**WHAT TO PRODUCE**
Reproduce all of the records word for word, omitting the pictures.

**DATA EXTRACT**
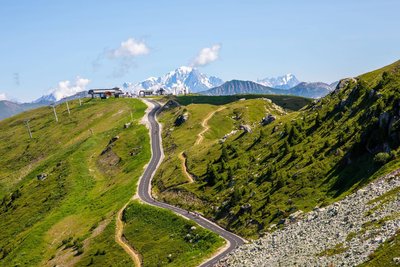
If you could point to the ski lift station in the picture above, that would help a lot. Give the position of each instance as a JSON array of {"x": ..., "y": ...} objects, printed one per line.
[{"x": 106, "y": 93}]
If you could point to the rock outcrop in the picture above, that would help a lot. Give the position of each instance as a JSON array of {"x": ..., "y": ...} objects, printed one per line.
[{"x": 342, "y": 234}]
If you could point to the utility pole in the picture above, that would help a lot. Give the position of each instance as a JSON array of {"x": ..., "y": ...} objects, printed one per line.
[
  {"x": 69, "y": 112},
  {"x": 29, "y": 129},
  {"x": 55, "y": 113}
]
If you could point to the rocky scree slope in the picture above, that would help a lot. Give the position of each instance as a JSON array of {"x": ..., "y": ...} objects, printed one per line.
[
  {"x": 312, "y": 157},
  {"x": 345, "y": 233}
]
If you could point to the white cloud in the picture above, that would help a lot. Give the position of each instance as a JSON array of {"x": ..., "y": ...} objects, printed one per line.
[
  {"x": 67, "y": 88},
  {"x": 207, "y": 55},
  {"x": 131, "y": 48}
]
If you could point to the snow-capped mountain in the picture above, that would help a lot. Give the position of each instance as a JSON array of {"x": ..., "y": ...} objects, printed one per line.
[
  {"x": 182, "y": 79},
  {"x": 282, "y": 82},
  {"x": 64, "y": 89}
]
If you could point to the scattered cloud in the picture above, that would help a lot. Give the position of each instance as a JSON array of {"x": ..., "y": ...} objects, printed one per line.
[
  {"x": 130, "y": 48},
  {"x": 68, "y": 88},
  {"x": 123, "y": 56},
  {"x": 206, "y": 56}
]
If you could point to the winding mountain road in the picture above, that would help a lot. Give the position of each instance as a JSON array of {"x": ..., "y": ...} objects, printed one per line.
[{"x": 144, "y": 191}]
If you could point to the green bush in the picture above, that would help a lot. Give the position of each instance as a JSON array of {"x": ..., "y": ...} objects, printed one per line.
[{"x": 381, "y": 158}]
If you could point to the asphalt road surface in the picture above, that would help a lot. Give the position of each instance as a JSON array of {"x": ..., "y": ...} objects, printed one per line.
[{"x": 144, "y": 192}]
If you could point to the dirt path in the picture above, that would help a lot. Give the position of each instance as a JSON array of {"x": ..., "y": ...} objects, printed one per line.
[
  {"x": 204, "y": 123},
  {"x": 182, "y": 157},
  {"x": 119, "y": 238}
]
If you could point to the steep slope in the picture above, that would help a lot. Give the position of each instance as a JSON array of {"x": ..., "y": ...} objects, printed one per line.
[
  {"x": 296, "y": 162},
  {"x": 312, "y": 90},
  {"x": 236, "y": 87},
  {"x": 61, "y": 189}
]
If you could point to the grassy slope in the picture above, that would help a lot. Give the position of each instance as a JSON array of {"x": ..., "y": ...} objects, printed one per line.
[
  {"x": 81, "y": 191},
  {"x": 306, "y": 158},
  {"x": 165, "y": 239},
  {"x": 76, "y": 204},
  {"x": 287, "y": 102}
]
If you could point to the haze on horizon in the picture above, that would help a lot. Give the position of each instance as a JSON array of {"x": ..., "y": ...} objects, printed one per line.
[{"x": 48, "y": 44}]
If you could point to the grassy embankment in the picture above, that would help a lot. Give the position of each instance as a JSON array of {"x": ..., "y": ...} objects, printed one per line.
[
  {"x": 165, "y": 239},
  {"x": 69, "y": 217},
  {"x": 303, "y": 159}
]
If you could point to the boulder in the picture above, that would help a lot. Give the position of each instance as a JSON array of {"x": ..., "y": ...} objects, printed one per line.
[
  {"x": 181, "y": 119},
  {"x": 268, "y": 119},
  {"x": 170, "y": 104},
  {"x": 246, "y": 128},
  {"x": 42, "y": 176},
  {"x": 396, "y": 260}
]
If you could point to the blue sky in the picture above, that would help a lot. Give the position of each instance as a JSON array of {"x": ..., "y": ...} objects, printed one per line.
[{"x": 45, "y": 42}]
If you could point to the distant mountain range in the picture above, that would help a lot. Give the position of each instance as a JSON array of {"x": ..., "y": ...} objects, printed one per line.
[
  {"x": 182, "y": 79},
  {"x": 312, "y": 90},
  {"x": 281, "y": 82},
  {"x": 234, "y": 87},
  {"x": 9, "y": 108}
]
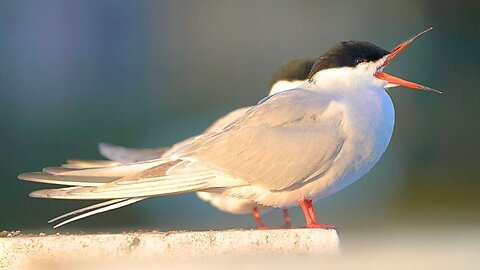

**EXERCISE RESULT**
If you could point to the ski lift station in the picture above, that would help a lot. Give the position of each instance as a JSON array of {"x": ..., "y": ...} objects, printed one per line.
[{"x": 106, "y": 93}]
If you could point to the rock outcrop in the picture above, that would help a lot. Give the position of each instance as a JSON array of {"x": ..., "y": ...} objects, printed one per line.
[{"x": 342, "y": 234}]
If you could point to the utility pole in the picture above, that would help a lot. Give the position of each instance as a JSON array of {"x": ..., "y": ...} objects, printed one per line.
[
  {"x": 69, "y": 112},
  {"x": 29, "y": 129},
  {"x": 55, "y": 113}
]
If you could point to the rocky scree slope in the picture above, that would help a lot. Give the position of each instance as a JSON array of {"x": ..., "y": ...} objects, printed one per line.
[
  {"x": 312, "y": 157},
  {"x": 345, "y": 233}
]
If you could point to the white cloud in the picture above, that would help a lot. Give the position of each instance as a JSON array of {"x": ..., "y": ...} objects, printed one per line.
[
  {"x": 67, "y": 88},
  {"x": 207, "y": 55},
  {"x": 131, "y": 48}
]
If you could point to the snow-capped mountain in the picture above, that would help a lot. Give the position of each instance as a JSON array of {"x": ..., "y": ...} objects, printed one per line.
[
  {"x": 182, "y": 79},
  {"x": 282, "y": 82},
  {"x": 64, "y": 89}
]
If you could point to the scattered cloud in the picture above, that would help a lot. Give the position of each instance as a JSON array of {"x": ..., "y": ...} objects, printed one per line.
[
  {"x": 130, "y": 48},
  {"x": 68, "y": 88},
  {"x": 123, "y": 56},
  {"x": 206, "y": 56}
]
If you could point to the winding mountain road in the picture above, that would help a lot. Give the position of each instance as a JSON array of {"x": ..., "y": ...} objects, printed one per line.
[{"x": 144, "y": 191}]
If you could point to the green bush in the picture above, that would help a lot. Give the position of each instance as a JSON array of {"x": ..., "y": ...} objects, printed one per line.
[{"x": 381, "y": 158}]
If you could point to the asphalt road surface in the picture above, that would help a lot. Give the position of each instance as a JSON array of {"x": ..., "y": ...} objects, printed one per line.
[{"x": 144, "y": 192}]
If you could point to the dirt path in the picture above, that would help a lot. Give the position of each instance as a JSON array of {"x": ..., "y": ...} objects, printed one per line.
[
  {"x": 204, "y": 123},
  {"x": 182, "y": 157},
  {"x": 119, "y": 238}
]
If you could point to the steep slope in the picture above, that would help a lot. Give the position of each instance as a JSON array of {"x": ..., "y": ...} objects, printed one per line.
[
  {"x": 296, "y": 162},
  {"x": 312, "y": 90},
  {"x": 236, "y": 87},
  {"x": 61, "y": 189}
]
If you could point to the grassy slope in the picture above, that would help a lot. Give the position of each instance as a JSON array of {"x": ..., "y": ...} objects, printed one per line.
[
  {"x": 81, "y": 191},
  {"x": 306, "y": 158},
  {"x": 165, "y": 239},
  {"x": 76, "y": 204},
  {"x": 287, "y": 102}
]
If you could point to the haze on horizon in the picture above, that would help a lot. Give the position of each instance as a JSON array of {"x": ..., "y": ...} objects, printed one per line.
[{"x": 48, "y": 44}]
If you could point to the grassy embankment in the picture above, that would help a lot. Give the position of each instance as a JSON array of {"x": ..., "y": ...} objects, printed one per line.
[
  {"x": 165, "y": 239},
  {"x": 69, "y": 217},
  {"x": 303, "y": 159}
]
If you could point to the boulder in the picture above, that would help a lot. Give the position of each instance as a JSON array of {"x": ..., "y": ...} objects, printed one per line.
[
  {"x": 181, "y": 119},
  {"x": 268, "y": 119},
  {"x": 170, "y": 104},
  {"x": 246, "y": 128},
  {"x": 42, "y": 176},
  {"x": 396, "y": 260}
]
If you could point to the blue sky in the picture above, that would help a lot. Give the position of each instance as a JSON array of {"x": ..., "y": ...} objects, printed one per line.
[{"x": 45, "y": 42}]
If you could point to the distant mountain range in the picture above, that would help a lot. Give the position of each instance as a JSON array of {"x": ..., "y": ...} objects, printed one per line.
[
  {"x": 182, "y": 79},
  {"x": 312, "y": 90},
  {"x": 281, "y": 82},
  {"x": 234, "y": 87},
  {"x": 9, "y": 108}
]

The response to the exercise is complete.